PASSAGE PROVIDED
— start —

Entropy in statistical physics
Here will be presented the main concepts explaining the nature of
entropy in physics. Prerequisites:
Physics and information
The understanding of entropy from information theory will suffice to
explain most physical properties of entropy in a first approach, but
it keeps some details unclear because the reality is a bit
different: the exact understanding will come from the framework of
quantum physics, replacing classical information by quantum
information. The
present introduction, expressed in terms of classical information,
may be criticized
for its lack of rigor or even its incoherence under careful
analysis; but what really matters is that the main intuitive ideas
here provided, indeed reflect well enough the situation in quantum
physics.
Quantum physics formalizes any list of N clearly distinct
states as N pairwise orthogonal unitary vectors in a Hilbert
space (vectors of an orthonormal basis there); the subspace they
generate represents all states "somewhere among them". Then,
evolution operates in the Hilbert space as a unitary transformation
(a concept similar to rotations), mapping these states to another
family of states with the same property of being "clearly distinct"
(orthogonal). Thus, any "pack of N possible states",
formalized as an N-dimensional Hilbert space (subspace of a
bigger Hilbert space, where we might choose a basis to represent N
clearly distinct states), cannot "evolve into a smaller pack", i.e.
a subspace with smaller dimension.
In the limit of classical physics, where a system is formalized by
some 2n-dimensional phase space, these "packs of N
possible states" correspond to regions of the phase space with
volume N.hn. The unit of volume hn
is provided by the Planck constant (h= 2πℏ). In the classical
limit, the preservation of the "size of packs" for isolated systems,
corresponds to the conservation of volumes in phase space expressed
by Liouville's theorem. In some long time
approximation for classical
systems, the effective region of phase space containing given
possibilities can expand by dilution (mixing with its outside), but
not shrink.

— end —

CHALLENGE 1
Answer these questions using the passage on entropy in statistical physics:
(a) According to the passage, what replaces classical information in the exact understanding of entropy?
(b) How does quantum physics formalize a list of N clearly distinct states?
(c) Which theorem expresses the conservation of volumes in phase space?
The text above and the records after it come from separate, unrelated sources.

DATA PROVIDED
— start —

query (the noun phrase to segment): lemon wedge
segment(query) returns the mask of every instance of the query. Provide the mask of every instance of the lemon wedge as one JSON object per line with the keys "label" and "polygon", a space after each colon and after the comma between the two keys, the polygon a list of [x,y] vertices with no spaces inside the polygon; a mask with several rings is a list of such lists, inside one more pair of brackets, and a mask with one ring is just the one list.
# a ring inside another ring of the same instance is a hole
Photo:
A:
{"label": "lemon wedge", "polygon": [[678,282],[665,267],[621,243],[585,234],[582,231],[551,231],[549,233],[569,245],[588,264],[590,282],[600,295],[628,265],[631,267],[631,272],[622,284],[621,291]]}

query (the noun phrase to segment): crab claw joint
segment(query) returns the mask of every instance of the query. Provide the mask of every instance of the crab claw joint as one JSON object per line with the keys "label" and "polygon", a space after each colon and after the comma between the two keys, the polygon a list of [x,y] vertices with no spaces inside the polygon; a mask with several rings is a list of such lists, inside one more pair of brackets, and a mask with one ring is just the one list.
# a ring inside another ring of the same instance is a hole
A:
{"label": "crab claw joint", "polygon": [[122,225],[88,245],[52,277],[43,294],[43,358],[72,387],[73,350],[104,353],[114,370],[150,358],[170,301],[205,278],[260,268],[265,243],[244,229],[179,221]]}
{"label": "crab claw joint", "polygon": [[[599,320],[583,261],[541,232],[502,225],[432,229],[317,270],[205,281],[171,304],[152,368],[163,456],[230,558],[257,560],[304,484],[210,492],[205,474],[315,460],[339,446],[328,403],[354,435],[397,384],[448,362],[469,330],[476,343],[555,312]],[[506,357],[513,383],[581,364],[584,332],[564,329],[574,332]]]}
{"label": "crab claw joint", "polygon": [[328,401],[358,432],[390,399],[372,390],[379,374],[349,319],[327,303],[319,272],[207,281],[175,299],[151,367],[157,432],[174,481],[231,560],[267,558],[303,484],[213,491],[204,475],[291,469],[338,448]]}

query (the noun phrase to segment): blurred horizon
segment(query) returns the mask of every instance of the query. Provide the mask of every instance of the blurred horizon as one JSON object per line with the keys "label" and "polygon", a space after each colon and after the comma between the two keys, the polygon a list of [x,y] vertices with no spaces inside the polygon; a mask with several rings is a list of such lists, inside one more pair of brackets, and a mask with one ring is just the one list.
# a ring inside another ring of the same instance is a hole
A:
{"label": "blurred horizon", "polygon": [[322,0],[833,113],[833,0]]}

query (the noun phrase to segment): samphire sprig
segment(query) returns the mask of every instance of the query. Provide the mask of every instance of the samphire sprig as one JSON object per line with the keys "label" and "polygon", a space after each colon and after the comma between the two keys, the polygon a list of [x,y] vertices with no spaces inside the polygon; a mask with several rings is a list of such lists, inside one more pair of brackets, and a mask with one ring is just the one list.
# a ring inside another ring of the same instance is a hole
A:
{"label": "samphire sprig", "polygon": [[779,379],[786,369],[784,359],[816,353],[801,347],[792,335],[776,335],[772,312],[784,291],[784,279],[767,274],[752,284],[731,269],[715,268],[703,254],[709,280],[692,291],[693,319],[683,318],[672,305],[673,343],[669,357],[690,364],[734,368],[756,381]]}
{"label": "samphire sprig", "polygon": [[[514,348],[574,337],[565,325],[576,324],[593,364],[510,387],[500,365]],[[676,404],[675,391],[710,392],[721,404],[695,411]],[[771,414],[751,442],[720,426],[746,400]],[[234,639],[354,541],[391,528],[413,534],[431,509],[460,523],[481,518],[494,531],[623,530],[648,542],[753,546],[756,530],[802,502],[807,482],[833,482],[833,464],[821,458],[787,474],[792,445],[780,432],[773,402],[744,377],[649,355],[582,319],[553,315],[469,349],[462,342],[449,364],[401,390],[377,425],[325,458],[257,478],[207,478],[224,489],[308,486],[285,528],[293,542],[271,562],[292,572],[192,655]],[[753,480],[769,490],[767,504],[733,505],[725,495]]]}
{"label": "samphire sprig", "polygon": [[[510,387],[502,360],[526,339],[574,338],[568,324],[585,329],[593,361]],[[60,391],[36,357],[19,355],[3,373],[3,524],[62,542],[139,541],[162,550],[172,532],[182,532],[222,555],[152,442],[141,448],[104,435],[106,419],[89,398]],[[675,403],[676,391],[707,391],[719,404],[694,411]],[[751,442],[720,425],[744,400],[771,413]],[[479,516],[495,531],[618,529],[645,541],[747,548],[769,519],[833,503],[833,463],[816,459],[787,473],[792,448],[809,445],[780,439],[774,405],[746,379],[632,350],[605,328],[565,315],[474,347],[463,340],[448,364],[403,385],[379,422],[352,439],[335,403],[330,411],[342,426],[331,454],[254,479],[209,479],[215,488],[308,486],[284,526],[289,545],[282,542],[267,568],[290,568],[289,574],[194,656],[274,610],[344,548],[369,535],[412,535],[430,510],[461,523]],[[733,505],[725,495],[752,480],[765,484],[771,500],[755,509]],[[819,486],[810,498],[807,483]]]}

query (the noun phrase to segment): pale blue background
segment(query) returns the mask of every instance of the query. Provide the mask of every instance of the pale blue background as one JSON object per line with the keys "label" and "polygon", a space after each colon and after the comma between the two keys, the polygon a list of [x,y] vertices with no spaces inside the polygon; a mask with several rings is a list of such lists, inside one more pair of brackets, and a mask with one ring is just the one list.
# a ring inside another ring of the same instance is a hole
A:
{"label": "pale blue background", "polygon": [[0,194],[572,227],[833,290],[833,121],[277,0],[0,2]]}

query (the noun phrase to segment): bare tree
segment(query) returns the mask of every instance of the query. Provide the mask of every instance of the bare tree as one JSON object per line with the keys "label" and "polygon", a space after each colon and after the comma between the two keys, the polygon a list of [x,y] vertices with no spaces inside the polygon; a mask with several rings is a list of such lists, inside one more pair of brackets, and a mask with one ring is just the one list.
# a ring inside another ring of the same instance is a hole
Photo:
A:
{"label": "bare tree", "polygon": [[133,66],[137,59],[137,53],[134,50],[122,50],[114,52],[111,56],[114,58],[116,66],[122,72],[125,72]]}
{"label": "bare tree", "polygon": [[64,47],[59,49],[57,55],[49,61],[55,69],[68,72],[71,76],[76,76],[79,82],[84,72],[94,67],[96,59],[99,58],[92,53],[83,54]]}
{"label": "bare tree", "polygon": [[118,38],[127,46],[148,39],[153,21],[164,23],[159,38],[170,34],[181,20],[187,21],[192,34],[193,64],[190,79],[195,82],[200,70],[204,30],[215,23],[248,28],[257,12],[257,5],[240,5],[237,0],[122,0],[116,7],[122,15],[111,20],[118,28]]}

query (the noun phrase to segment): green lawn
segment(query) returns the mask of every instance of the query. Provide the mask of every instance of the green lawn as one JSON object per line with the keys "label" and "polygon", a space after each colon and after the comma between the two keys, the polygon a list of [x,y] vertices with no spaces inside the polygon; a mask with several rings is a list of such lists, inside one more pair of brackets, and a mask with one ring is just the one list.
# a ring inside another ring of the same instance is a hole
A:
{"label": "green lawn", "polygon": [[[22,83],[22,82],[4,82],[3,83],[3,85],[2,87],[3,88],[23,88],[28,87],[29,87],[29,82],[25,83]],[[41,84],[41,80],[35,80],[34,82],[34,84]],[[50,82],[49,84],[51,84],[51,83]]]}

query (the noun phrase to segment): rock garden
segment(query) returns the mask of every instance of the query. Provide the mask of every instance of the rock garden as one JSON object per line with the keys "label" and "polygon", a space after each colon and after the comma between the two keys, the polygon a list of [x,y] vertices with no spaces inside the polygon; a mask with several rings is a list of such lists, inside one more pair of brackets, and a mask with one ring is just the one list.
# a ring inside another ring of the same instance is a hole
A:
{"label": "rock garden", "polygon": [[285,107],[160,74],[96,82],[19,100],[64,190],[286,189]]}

— end —

CHALLENGE 2
Please select every line of the records that contains the string "phrase".

WRITTEN REPLY 1
(a) Quantum information.
(b) As N pairwise orthogonal unitary vectors in a Hilbert space.
(c) Liouville's theorem.

WRITTEN REPLY 2
query (the noun phrase to segment): lemon wedge
query (the noun phrase to segment): crab claw joint
query (the noun phrase to segment): blurred horizon
query (the noun phrase to segment): samphire sprig
query (the noun phrase to segment): pale blue background
query (the noun phrase to segment): bare tree
query (the noun phrase to segment): green lawn
query (the noun phrase to segment): rock garden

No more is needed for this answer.